--- START OF Material provided ---

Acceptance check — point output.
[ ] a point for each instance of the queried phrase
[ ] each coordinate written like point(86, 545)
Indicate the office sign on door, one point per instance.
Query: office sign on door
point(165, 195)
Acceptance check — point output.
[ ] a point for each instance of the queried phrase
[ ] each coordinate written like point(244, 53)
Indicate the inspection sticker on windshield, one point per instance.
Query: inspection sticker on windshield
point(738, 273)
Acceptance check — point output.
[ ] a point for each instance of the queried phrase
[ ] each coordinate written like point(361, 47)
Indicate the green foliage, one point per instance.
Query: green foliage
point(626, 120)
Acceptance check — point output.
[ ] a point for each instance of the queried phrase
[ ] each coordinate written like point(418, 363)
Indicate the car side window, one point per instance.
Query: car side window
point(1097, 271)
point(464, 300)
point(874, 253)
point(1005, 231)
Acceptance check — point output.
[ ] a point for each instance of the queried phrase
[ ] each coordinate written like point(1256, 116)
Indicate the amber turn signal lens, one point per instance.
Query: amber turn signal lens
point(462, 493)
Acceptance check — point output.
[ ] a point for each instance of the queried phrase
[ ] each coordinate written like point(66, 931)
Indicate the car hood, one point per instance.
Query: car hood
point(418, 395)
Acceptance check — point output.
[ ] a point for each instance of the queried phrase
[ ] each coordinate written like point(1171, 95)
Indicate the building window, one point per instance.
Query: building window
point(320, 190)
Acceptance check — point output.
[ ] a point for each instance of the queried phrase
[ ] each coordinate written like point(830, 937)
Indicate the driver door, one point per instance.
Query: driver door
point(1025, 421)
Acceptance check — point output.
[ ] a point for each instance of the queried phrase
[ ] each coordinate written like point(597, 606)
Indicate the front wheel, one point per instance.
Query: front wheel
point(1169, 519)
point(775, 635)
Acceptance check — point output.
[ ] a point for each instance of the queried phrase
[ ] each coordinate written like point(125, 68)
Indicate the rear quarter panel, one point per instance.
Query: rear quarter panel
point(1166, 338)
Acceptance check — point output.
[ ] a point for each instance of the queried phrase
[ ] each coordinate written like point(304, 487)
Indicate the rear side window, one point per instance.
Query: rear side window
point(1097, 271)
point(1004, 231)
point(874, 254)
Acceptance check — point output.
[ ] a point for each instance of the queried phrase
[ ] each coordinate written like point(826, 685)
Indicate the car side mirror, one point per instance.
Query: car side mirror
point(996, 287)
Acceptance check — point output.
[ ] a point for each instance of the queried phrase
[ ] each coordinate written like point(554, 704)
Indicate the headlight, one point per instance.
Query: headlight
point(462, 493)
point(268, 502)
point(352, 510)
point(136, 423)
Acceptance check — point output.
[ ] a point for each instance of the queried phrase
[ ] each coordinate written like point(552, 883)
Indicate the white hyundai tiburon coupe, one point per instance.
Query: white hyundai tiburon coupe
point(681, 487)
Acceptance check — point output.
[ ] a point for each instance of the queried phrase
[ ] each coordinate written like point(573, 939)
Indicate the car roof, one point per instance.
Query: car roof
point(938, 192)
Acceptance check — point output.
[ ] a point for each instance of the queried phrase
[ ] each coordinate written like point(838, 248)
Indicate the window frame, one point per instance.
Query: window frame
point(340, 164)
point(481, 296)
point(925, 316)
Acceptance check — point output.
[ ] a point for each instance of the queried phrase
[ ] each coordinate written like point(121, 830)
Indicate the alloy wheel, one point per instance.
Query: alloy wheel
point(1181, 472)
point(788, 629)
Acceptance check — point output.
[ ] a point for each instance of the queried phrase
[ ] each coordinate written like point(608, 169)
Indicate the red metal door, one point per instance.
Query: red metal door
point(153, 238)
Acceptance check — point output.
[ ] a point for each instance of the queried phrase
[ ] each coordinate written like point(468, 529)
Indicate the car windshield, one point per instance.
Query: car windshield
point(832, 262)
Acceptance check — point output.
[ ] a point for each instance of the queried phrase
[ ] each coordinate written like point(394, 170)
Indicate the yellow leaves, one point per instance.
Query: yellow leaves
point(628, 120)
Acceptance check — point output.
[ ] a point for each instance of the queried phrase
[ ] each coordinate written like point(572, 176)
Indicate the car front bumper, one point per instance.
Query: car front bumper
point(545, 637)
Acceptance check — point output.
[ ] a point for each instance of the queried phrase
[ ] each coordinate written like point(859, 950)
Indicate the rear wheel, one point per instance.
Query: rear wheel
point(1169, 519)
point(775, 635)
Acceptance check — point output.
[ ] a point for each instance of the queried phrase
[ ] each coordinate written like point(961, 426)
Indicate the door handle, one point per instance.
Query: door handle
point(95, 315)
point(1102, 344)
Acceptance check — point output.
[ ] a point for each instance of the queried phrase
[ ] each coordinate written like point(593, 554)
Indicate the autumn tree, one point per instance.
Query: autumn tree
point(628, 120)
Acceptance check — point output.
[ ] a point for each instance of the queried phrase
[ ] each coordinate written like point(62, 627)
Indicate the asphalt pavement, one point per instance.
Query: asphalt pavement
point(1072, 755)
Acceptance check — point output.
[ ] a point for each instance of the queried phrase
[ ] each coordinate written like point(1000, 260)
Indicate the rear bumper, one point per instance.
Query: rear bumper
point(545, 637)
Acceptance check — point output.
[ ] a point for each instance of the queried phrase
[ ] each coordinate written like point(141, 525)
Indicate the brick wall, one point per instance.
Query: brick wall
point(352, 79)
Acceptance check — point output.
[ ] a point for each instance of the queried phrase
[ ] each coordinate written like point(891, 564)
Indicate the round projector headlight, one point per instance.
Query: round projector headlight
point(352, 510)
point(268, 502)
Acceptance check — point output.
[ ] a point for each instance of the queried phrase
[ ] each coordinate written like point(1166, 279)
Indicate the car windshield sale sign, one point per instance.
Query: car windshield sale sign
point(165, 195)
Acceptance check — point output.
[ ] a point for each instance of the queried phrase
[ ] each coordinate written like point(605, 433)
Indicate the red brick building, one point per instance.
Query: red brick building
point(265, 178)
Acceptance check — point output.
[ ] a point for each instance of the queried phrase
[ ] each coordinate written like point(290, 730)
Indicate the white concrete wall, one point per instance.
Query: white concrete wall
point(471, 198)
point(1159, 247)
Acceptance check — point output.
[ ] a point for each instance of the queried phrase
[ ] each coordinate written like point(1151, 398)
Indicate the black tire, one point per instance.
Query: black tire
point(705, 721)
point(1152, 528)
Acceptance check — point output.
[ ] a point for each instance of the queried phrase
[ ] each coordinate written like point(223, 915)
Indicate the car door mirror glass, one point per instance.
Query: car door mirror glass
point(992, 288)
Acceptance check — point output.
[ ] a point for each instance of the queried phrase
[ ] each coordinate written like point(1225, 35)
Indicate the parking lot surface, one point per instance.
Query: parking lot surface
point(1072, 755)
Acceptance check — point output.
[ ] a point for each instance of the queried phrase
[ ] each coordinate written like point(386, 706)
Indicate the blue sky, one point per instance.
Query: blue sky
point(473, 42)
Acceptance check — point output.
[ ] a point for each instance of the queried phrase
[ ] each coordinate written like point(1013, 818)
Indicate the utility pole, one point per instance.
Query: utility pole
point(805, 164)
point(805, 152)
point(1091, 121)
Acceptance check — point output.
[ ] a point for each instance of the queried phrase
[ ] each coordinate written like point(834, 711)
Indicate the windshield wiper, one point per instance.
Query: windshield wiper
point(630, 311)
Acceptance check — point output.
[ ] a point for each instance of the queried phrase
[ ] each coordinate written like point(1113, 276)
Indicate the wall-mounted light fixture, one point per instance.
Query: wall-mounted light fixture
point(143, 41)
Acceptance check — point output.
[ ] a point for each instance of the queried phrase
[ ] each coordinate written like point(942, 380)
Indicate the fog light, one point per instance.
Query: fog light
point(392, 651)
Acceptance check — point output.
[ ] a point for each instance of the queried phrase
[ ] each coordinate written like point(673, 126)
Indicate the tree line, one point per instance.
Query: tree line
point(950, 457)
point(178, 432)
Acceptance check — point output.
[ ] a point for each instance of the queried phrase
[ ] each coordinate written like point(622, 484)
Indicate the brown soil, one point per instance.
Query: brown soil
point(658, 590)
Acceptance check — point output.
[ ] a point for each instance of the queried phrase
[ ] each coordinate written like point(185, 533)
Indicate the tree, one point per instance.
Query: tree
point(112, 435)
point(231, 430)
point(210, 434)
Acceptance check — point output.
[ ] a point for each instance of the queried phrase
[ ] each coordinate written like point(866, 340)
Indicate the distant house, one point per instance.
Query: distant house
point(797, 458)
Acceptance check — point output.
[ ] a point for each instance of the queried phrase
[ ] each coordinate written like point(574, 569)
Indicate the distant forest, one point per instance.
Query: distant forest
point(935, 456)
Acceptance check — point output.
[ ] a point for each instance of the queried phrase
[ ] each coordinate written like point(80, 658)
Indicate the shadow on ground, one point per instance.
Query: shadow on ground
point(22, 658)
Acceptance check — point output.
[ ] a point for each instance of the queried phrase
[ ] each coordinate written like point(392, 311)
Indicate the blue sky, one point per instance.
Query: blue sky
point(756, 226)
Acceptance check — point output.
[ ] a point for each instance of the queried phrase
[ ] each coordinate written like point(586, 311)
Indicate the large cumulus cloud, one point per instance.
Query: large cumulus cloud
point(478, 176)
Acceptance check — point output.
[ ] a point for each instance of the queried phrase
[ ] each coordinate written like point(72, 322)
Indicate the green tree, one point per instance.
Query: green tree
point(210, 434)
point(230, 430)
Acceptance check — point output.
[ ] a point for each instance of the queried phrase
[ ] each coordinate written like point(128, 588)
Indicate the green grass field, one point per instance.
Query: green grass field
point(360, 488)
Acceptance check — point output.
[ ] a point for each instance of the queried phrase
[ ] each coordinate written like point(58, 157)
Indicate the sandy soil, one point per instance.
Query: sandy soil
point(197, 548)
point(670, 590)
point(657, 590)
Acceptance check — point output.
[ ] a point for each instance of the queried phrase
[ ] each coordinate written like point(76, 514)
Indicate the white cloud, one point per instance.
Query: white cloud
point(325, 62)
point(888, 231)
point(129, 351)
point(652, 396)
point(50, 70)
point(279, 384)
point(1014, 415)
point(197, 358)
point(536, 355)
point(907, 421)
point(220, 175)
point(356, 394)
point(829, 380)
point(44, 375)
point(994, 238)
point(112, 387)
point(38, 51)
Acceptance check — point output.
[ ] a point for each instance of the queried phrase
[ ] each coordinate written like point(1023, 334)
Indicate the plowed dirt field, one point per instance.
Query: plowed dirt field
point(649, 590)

--- END OF Material provided ---

• **Exercise task**
Reproduce the entries from the start through the line with "point(320, 190)", inclusive, substituting "Mark" for every occurrence of "Indicate" and leaving all other text unchanged.

• **Response to this task**
Acceptance check — point output.
[ ] a point for each instance of the queried phrase
[ ] each coordinate written like point(86, 545)
Mark the office sign on door, one point per instance.
Query: office sign on door
point(165, 195)
Acceptance check — point output.
[ ] a point for each instance of the queried phrase
[ ] each coordinate written like point(244, 53)
Mark the inspection sticker on windshield, one point per instance.
Query: inspection sticker on windshield
point(738, 273)
Acceptance check — point output.
[ ] a point for each instance of the queried phrase
[ ] each coordinate written like point(361, 47)
Mark the green foliage, one point per instance.
Query: green foliage
point(626, 120)
Acceptance check — point output.
[ ] a point for each instance of the queried phrase
[ ] each coordinate written like point(418, 363)
Mark the car side window, one point per instance.
Query: car side window
point(1097, 271)
point(464, 300)
point(874, 253)
point(1005, 231)
Acceptance check — point output.
[ ] a point for each instance of the queried phrase
[ ] each coordinate written like point(1256, 116)
Mark the amber turn signal lens, one point per instance.
Query: amber turn signal lens
point(462, 493)
Acceptance check — point output.
[ ] a point for each instance of the queried phrase
[ ] each coordinate written like point(66, 931)
Mark the car hood, one point per instance.
Query: car hood
point(418, 395)
Acceptance check — point output.
[ ] a point for each instance of the queried phrase
[ ] each coordinate written like point(1171, 95)
Mark the building window, one point per instance.
Query: building window
point(320, 190)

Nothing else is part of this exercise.